- [Task description]: Revise the lines below by replacing "instance" with "occurrence" throughout and leaving everything else unchanged. Omit the pictures from your answer.

====

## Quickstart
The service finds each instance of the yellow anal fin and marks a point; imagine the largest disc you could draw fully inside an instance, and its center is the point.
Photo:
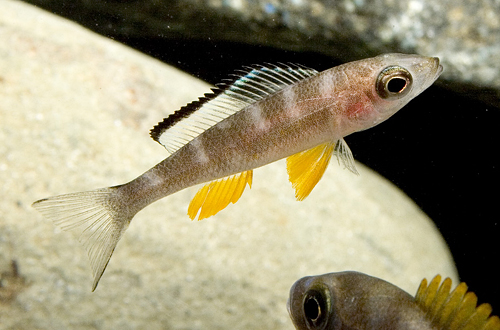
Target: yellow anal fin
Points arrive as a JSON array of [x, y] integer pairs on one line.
[[306, 168], [456, 310], [216, 195]]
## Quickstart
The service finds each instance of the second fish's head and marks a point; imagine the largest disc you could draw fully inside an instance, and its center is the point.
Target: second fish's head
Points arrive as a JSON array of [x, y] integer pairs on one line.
[[351, 300], [382, 85]]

====

- [Exercise response]:
## Quickstart
The service finds each occurrence of the yellow anal fin and marks a point; imagine the largest disc you could draw fully inside an occurrence, and its center is the point.
Photo:
Target: yellow anal fin
Points arrive as a JSON array of [x, y] integer pairs on one line.
[[306, 168], [456, 310], [216, 195]]
## Quickstart
The service finds each occurrence of the second fish's head and marks a point; imagine the largest disc you could draw fully inside an occurrence, and its center is the point.
Target: second fish's head
Points arrive as a JSON array of [x, y] integer pairs on one line.
[[351, 300], [382, 85]]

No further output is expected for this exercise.